**Exercise set**
A: Using the passage on microplastic removal, answer each of the following questions on its own line, marked as shown.
(i) Without oil, what was the highest removal efficiency reached for the three densest MPs?
(ii) What two drawbacks made the formation of an emulsion disadvantageous?
(iii) What did the faster magnetic stirring speed generate that the slower speed did not?
B: State whether each statement below agrees with the passage on microplastic removal. Answer yes or no, and support each answer with the deciding words of the passage quoted exactly.
(i) Removal efficiency rose as MP density increased.
(ii) The manually shaken method resulted in an emulsion.
(iii) The magnetic stirrer control methods removed more MPs than the bubble and oil method.

**Passage shown**
◆ ◆ ◆ ◆

To assess the impact of factors that can aid in MP removal, control experiments were set up. The method of agitation and capture medium were compared with ① manually shaking with oil, ② using a magnetic stirrer at 250 r∙min−1 with oil, ③ using a magnetic stirrer at 500 r∙min−1 with oil, and ④ using bubbles with no oil. As shown in Fig. 3, the removal efficiency decreased with an increase in MP density for all removal methods. This finding is most apparent in the comparison of the bubble removal methods with and without oil capture. When no oil was employed to capture MPs, the removal efficiencies of the three densest MPs (i.e., PA66, PET, and PVC) did not exceed 2.5%; however, when oil was employed, approximately 98% removal was achieved. In both instances, the bubbles forced the MPs to the surface but, when oil was absent in the control experiment and the aerator was turned off, the MPs sank back to the base of the column—meaning that capture from the surface could not occur.
The remaining three control experiments examined how the method of agitation impacts capture. The manually shaken method was based upon work by Mani et al. [39]; it generated very vigorous mixing, resulting in an emulsion. The formation of an emulsion was disadvantageous in this work, due to the long settling time required for the oil layer to reform and the presence of oil on the sides of the vessel following agitation. The degree of mixing was varied using a magnetic stirrer with stirring speed of 250 and 500 r∙min−1. These two speeds were selected because they did not break the oil down into small droplets, avoiding the formation of an emulsion (Figs. S8 and S9 in Appendix A). The 250 r∙min−1 mixing speed maintained a uniform oil layer, whereas 500 r∙min−1 generated some larger oil droplets that broke off from the main oil structure. The removal efficiencies of these control methods were much less than that of the bubble and oil method (Fig. 3).

◆ ◆ ◆ ◆

**Records supplied**

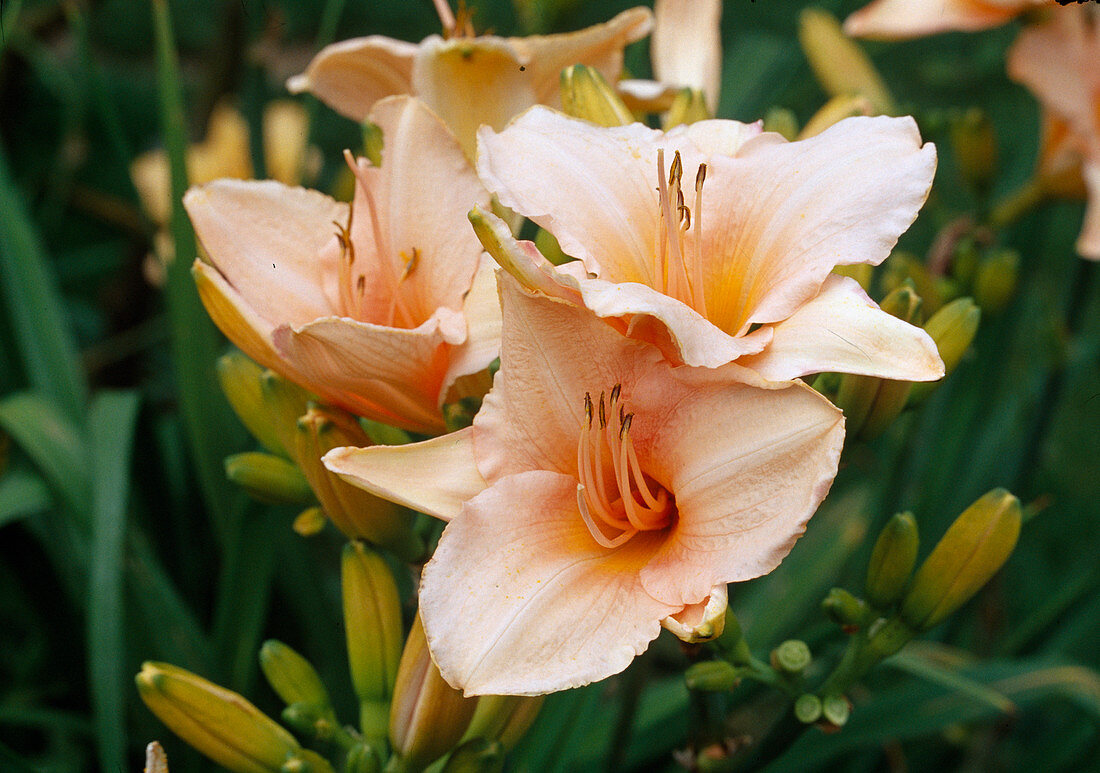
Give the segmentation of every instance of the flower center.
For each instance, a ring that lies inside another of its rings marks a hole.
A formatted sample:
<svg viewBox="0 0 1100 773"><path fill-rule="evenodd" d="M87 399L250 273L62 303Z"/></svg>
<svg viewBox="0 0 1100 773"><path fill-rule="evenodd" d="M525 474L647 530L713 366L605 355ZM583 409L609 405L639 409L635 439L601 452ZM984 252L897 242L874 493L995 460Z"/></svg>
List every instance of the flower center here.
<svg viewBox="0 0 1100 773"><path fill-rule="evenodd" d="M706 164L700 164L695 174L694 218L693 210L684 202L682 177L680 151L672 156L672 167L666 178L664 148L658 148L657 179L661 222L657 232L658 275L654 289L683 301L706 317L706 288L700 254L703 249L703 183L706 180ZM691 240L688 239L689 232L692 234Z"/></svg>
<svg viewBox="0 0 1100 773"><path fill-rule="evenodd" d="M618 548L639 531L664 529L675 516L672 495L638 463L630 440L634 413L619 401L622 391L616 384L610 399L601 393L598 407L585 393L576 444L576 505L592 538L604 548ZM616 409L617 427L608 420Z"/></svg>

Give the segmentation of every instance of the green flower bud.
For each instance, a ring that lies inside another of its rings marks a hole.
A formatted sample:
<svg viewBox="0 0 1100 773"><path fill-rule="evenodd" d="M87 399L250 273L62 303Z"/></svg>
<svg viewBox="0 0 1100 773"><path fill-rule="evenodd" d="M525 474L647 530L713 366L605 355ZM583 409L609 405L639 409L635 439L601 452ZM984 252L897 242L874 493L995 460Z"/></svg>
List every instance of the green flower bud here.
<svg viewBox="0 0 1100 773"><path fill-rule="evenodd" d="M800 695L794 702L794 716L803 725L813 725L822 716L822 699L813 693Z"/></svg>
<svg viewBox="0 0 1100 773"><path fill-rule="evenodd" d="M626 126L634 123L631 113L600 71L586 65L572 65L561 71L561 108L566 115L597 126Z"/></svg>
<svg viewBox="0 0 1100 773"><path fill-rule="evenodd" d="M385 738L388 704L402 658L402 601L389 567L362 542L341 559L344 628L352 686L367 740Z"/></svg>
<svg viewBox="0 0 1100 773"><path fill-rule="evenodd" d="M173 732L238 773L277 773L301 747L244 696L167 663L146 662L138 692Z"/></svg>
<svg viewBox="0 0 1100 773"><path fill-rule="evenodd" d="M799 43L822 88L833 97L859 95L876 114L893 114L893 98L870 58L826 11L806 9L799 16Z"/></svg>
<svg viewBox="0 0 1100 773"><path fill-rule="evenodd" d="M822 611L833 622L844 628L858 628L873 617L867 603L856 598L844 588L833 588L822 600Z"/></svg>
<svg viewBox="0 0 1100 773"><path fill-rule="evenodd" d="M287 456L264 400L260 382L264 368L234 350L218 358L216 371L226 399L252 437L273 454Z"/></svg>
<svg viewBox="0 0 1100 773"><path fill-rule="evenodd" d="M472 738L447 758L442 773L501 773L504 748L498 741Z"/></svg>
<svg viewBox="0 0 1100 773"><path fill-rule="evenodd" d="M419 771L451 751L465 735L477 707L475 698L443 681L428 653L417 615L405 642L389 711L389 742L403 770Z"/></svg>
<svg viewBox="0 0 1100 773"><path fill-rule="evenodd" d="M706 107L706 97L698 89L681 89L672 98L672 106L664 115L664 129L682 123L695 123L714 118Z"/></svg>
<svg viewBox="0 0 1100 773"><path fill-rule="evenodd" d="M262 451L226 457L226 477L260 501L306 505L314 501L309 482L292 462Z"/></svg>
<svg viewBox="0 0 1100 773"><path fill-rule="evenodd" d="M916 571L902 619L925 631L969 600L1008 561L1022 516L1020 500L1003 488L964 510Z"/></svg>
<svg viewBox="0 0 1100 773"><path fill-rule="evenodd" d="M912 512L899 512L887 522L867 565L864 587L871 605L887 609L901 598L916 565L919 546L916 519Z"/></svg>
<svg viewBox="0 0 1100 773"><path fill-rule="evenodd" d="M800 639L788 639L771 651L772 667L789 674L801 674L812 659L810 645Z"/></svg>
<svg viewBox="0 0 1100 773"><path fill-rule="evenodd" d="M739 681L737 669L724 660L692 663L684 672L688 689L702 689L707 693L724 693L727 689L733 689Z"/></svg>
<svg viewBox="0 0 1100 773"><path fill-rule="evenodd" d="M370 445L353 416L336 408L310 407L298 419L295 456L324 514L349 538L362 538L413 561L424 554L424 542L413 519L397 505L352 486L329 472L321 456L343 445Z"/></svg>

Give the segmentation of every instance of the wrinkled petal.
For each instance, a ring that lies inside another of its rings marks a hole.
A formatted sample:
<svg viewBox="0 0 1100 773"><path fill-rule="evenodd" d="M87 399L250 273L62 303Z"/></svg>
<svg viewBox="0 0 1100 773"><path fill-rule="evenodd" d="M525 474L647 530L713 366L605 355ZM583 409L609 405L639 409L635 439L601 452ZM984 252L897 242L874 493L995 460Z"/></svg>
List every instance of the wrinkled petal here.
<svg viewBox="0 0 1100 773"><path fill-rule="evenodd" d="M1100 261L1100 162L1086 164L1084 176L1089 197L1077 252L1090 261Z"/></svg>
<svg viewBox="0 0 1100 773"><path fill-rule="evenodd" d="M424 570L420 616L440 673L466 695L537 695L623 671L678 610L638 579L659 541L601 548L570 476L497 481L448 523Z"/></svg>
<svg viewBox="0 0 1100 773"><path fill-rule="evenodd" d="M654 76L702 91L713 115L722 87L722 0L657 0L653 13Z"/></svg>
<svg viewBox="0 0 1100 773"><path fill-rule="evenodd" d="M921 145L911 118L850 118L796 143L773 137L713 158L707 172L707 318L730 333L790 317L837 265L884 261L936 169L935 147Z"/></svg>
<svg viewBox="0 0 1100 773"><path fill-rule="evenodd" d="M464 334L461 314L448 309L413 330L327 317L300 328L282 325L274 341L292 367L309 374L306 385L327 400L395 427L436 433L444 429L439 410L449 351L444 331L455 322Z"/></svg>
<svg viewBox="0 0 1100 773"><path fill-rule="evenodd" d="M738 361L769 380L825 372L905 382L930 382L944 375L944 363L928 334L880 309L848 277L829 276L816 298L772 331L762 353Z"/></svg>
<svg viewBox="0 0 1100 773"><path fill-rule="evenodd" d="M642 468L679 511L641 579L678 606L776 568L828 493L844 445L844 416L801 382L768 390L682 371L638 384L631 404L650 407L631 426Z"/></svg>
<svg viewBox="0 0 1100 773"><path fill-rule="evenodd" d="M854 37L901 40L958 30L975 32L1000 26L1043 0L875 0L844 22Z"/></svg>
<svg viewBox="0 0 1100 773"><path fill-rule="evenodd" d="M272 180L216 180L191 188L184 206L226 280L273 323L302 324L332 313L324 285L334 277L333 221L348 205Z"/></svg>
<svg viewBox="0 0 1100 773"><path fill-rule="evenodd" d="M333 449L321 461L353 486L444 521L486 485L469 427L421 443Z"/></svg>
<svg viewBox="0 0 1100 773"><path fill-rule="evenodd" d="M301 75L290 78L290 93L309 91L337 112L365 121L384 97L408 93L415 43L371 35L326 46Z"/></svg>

◆ ◆ ◆ ◆

**Exercise responses**
A:
(i) The removal efficiency did not exceed 2.5%.
(ii) The long settling time required for the oil layer to reform, and the presence of oil on the sides of the vessel following agitation.
(iii) Some larger oil droplets that broke off from the main oil structure.

B:
(i) No: "the removal efficiency decreased with an increase in MP density for all removal methods"
(ii) Yes: "it generated very vigorous mixing, resulting in an emulsion"
(iii) No: "The removal efficiencies of these control methods were much less than that of the bubble and oil method"